- Task to complete -
In the material below, write out the lines from the line containing "Task: locate the grape stem, a" up to and including the line containing "<point>68,449</point>", reproducing each one without any change.

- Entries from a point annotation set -
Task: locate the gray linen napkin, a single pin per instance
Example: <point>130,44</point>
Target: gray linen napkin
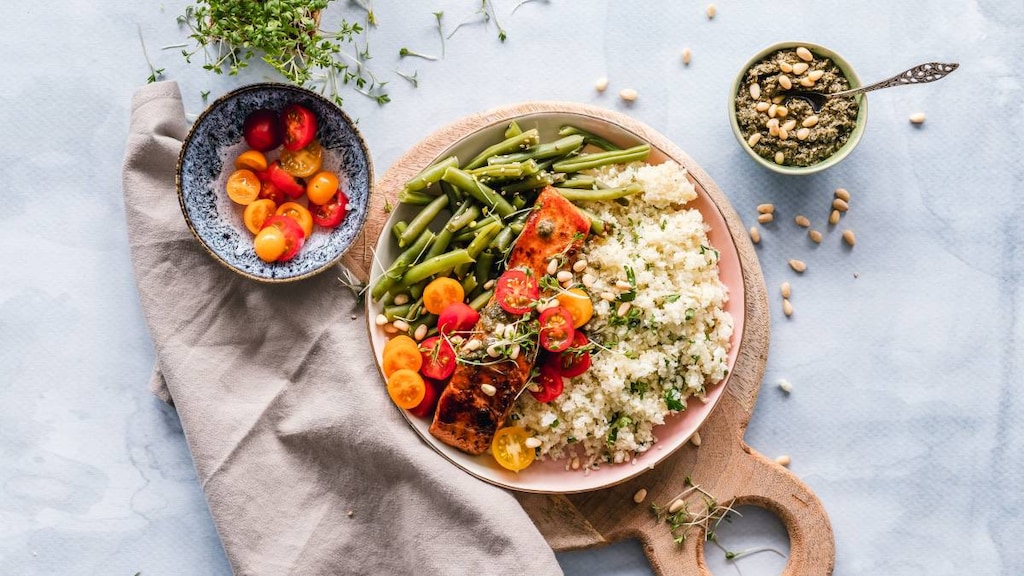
<point>306,465</point>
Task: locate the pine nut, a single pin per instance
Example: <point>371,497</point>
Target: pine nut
<point>849,237</point>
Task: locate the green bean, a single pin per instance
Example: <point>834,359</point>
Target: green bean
<point>438,264</point>
<point>507,146</point>
<point>561,147</point>
<point>590,137</point>
<point>576,195</point>
<point>418,224</point>
<point>400,265</point>
<point>478,191</point>
<point>430,174</point>
<point>481,300</point>
<point>588,161</point>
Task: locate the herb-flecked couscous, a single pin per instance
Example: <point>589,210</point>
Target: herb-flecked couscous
<point>662,340</point>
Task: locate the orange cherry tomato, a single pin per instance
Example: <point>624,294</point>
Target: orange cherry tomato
<point>257,213</point>
<point>299,213</point>
<point>322,188</point>
<point>243,187</point>
<point>407,387</point>
<point>251,160</point>
<point>303,162</point>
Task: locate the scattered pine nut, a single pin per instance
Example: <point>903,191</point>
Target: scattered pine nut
<point>849,237</point>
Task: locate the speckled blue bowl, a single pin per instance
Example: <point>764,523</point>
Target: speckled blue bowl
<point>207,159</point>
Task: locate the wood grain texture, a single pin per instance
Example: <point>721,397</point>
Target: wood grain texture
<point>723,464</point>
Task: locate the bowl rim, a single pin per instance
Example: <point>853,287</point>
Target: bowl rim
<point>220,100</point>
<point>851,76</point>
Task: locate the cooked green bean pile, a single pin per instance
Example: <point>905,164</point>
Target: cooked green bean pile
<point>472,212</point>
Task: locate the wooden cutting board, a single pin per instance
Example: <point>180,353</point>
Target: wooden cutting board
<point>723,464</point>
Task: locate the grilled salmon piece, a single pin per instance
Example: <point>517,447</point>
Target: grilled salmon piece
<point>467,417</point>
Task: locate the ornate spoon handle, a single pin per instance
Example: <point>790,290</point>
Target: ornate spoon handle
<point>921,74</point>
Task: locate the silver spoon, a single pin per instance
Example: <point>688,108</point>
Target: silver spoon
<point>921,74</point>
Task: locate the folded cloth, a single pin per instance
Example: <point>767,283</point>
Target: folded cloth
<point>306,465</point>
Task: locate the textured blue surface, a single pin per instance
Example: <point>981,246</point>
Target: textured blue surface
<point>905,354</point>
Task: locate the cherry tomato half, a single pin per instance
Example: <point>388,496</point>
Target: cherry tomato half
<point>262,130</point>
<point>294,238</point>
<point>516,291</point>
<point>299,126</point>
<point>556,329</point>
<point>438,358</point>
<point>331,213</point>
<point>510,450</point>
<point>551,383</point>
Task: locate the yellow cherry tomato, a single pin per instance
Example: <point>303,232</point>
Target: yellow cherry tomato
<point>510,450</point>
<point>299,213</point>
<point>322,188</point>
<point>257,213</point>
<point>270,244</point>
<point>303,162</point>
<point>243,187</point>
<point>251,160</point>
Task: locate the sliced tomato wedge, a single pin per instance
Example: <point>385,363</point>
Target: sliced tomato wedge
<point>284,180</point>
<point>331,213</point>
<point>299,126</point>
<point>551,382</point>
<point>516,291</point>
<point>556,330</point>
<point>438,358</point>
<point>294,237</point>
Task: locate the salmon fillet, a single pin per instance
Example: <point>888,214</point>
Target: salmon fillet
<point>466,417</point>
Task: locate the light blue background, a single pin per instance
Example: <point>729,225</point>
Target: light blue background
<point>904,353</point>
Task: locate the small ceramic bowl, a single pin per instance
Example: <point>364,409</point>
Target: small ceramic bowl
<point>207,159</point>
<point>836,157</point>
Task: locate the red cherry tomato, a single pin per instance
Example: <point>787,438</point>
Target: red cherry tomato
<point>294,237</point>
<point>457,317</point>
<point>299,126</point>
<point>551,383</point>
<point>285,181</point>
<point>556,330</point>
<point>516,291</point>
<point>438,358</point>
<point>574,360</point>
<point>331,213</point>
<point>262,130</point>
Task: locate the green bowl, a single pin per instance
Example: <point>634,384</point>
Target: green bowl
<point>843,152</point>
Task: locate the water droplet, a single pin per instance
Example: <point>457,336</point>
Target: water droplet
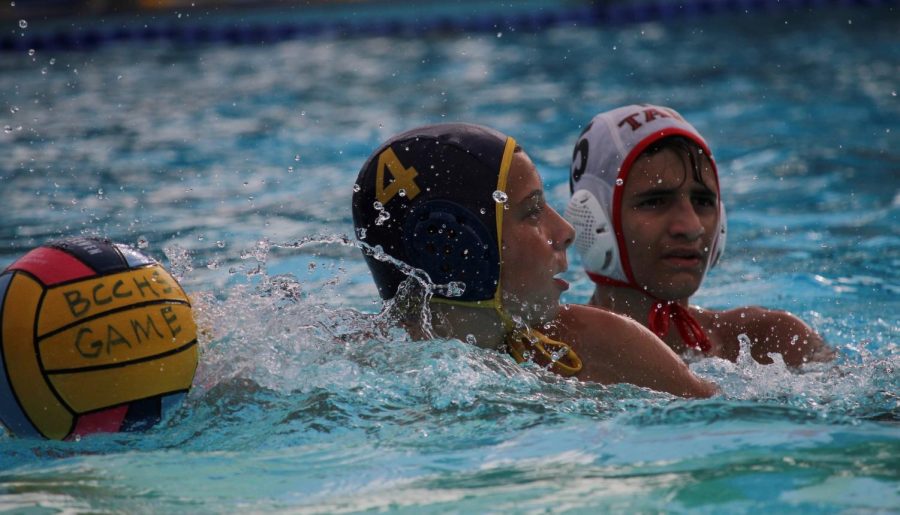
<point>456,288</point>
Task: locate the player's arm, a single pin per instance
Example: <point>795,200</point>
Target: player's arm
<point>781,332</point>
<point>616,349</point>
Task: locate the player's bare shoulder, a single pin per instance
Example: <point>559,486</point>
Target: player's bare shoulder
<point>769,331</point>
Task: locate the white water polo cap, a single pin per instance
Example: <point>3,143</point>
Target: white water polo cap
<point>601,161</point>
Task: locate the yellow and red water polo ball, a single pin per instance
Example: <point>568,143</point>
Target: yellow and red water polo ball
<point>94,337</point>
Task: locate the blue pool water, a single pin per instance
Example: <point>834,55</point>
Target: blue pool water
<point>234,166</point>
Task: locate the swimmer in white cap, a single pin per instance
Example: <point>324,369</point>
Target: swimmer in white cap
<point>650,222</point>
<point>464,204</point>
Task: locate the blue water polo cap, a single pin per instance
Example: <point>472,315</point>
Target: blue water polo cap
<point>426,197</point>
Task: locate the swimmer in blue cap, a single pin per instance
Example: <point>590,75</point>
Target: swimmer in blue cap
<point>650,222</point>
<point>464,204</point>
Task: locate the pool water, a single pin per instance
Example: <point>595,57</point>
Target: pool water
<point>234,166</point>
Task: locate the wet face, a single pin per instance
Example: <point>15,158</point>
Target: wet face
<point>669,221</point>
<point>535,239</point>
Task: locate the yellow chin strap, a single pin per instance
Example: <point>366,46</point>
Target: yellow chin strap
<point>528,344</point>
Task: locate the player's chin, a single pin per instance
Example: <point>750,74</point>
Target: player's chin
<point>546,310</point>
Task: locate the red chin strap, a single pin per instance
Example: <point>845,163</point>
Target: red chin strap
<point>688,327</point>
<point>664,311</point>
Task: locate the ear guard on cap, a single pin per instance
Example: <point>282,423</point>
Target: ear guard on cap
<point>594,235</point>
<point>451,244</point>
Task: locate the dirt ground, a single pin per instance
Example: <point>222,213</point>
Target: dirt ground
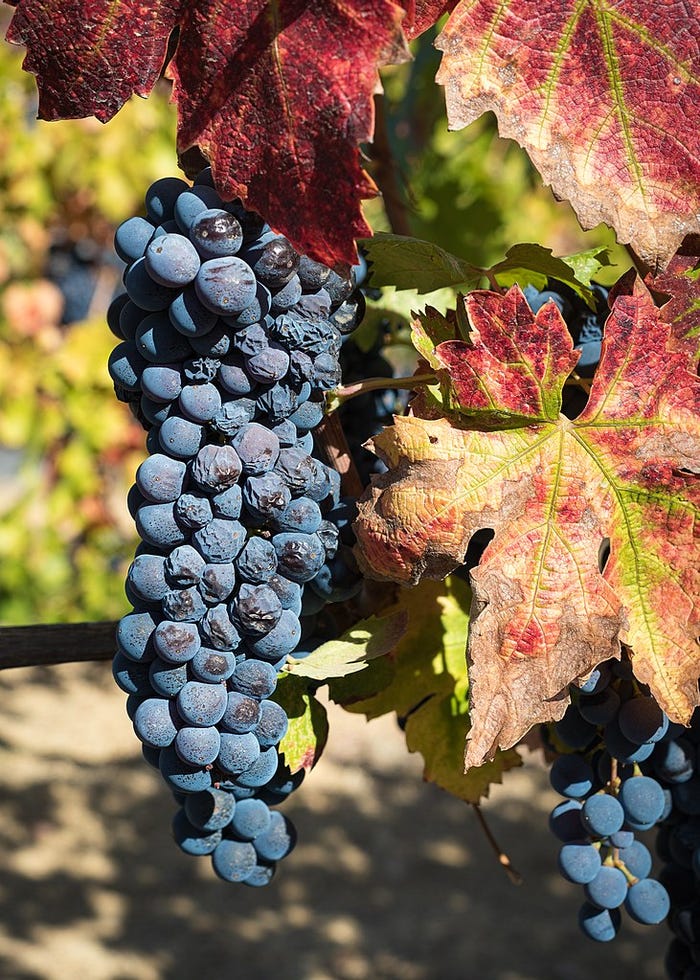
<point>391,878</point>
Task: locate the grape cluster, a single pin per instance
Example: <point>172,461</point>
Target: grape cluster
<point>229,340</point>
<point>612,728</point>
<point>367,414</point>
<point>677,766</point>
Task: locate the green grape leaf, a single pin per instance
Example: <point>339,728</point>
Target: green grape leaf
<point>555,491</point>
<point>409,263</point>
<point>307,734</point>
<point>429,690</point>
<point>366,640</point>
<point>534,264</point>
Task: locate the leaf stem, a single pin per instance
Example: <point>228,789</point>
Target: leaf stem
<point>503,859</point>
<point>344,393</point>
<point>331,441</point>
<point>579,382</point>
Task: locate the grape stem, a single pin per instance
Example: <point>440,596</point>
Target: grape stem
<point>344,393</point>
<point>56,643</point>
<point>331,442</point>
<point>503,859</point>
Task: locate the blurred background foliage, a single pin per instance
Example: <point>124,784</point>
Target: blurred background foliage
<point>68,449</point>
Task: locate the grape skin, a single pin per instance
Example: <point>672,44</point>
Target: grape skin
<point>206,364</point>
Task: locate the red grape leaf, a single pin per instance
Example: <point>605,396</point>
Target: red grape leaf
<point>601,95</point>
<point>89,58</point>
<point>277,96</point>
<point>555,491</point>
<point>681,281</point>
<point>422,14</point>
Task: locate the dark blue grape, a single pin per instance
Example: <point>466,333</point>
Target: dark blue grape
<point>213,666</point>
<point>234,860</point>
<point>200,402</point>
<point>277,841</point>
<point>184,605</point>
<point>167,678</point>
<point>192,840</point>
<point>131,677</point>
<point>146,578</point>
<point>156,524</point>
<point>198,746</point>
<point>210,810</point>
<point>601,925</point>
<point>155,722</point>
<point>216,233</point>
<point>579,861</point>
<point>648,902</point>
<point>257,562</point>
<point>172,260</point>
<point>181,776</point>
<point>144,291</point>
<point>181,438</point>
<point>193,511</point>
<point>225,285</point>
<point>237,752</point>
<point>602,815</point>
<point>220,540</point>
<point>161,382</point>
<point>279,641</point>
<point>572,776</point>
<point>242,713</point>
<point>273,724</point>
<point>252,818</point>
<point>161,198</point>
<point>201,704</point>
<point>299,556</point>
<point>191,202</point>
<point>126,366</point>
<point>255,678</point>
<point>608,889</point>
<point>189,316</point>
<point>265,496</point>
<point>643,801</point>
<point>218,582</point>
<point>134,635</point>
<point>131,238</point>
<point>642,720</point>
<point>219,630</point>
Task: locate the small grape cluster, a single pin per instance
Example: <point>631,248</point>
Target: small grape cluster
<point>229,340</point>
<point>613,726</point>
<point>367,414</point>
<point>677,767</point>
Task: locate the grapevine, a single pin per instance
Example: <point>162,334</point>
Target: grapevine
<point>473,506</point>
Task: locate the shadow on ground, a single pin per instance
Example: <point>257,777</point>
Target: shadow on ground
<point>391,879</point>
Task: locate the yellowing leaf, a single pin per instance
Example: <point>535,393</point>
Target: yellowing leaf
<point>429,690</point>
<point>601,96</point>
<point>555,491</point>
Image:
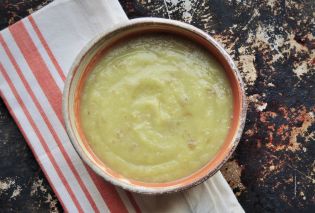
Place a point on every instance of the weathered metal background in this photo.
(273, 43)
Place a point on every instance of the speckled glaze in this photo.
(90, 54)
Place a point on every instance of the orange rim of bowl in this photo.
(134, 28)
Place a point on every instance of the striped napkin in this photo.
(35, 56)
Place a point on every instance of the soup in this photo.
(156, 108)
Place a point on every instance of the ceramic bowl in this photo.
(137, 27)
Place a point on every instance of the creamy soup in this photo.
(156, 108)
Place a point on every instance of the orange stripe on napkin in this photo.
(41, 139)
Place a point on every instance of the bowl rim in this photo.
(125, 183)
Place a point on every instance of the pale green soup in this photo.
(156, 108)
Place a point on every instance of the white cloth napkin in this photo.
(36, 54)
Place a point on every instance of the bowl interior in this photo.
(96, 49)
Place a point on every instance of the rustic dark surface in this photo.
(273, 43)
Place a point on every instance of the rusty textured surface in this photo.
(273, 43)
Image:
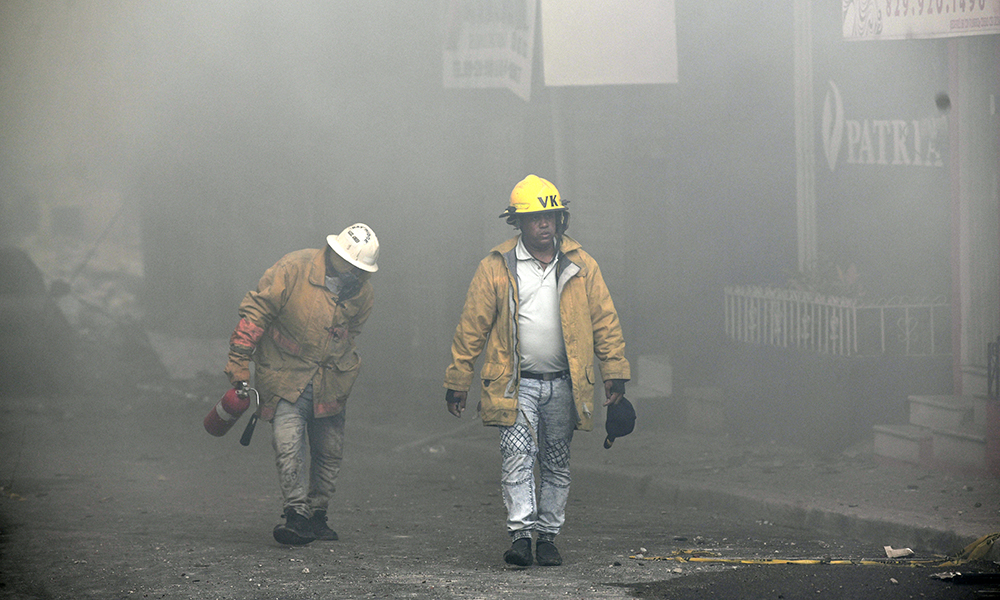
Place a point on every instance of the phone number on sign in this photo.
(916, 8)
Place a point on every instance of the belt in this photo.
(544, 376)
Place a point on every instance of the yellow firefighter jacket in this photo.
(288, 327)
(589, 323)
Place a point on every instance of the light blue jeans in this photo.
(306, 488)
(543, 430)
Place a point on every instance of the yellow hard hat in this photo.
(533, 195)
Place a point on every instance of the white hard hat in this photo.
(357, 245)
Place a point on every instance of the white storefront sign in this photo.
(907, 19)
(596, 42)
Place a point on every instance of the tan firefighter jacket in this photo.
(288, 328)
(589, 323)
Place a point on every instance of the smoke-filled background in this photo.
(179, 149)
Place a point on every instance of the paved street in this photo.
(126, 496)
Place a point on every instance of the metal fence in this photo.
(839, 326)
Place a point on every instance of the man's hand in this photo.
(456, 401)
(614, 390)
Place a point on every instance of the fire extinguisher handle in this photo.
(248, 432)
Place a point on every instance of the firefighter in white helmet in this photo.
(538, 334)
(299, 327)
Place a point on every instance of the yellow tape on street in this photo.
(975, 551)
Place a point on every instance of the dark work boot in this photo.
(295, 531)
(547, 554)
(318, 524)
(519, 553)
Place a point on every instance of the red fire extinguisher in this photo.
(228, 410)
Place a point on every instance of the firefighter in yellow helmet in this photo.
(538, 336)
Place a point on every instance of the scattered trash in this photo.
(891, 552)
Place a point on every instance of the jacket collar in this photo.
(567, 247)
(317, 268)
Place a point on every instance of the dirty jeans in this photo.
(306, 488)
(544, 429)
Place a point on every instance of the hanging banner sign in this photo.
(489, 44)
(912, 19)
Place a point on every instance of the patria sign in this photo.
(879, 142)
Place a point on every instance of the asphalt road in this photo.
(124, 495)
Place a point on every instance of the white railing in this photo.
(834, 325)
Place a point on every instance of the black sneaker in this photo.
(319, 528)
(519, 553)
(547, 554)
(295, 531)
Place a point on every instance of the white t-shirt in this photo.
(543, 349)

- The completed task -
Task: locate the grape stem, a single pin per instance
Example: <point>440,596</point>
Target: grape stem
<point>344,393</point>
<point>56,643</point>
<point>331,442</point>
<point>503,859</point>
Task: locate the blurred background foliage, a single pin per instance
Example: <point>124,784</point>
Target: blurred background foliage
<point>68,449</point>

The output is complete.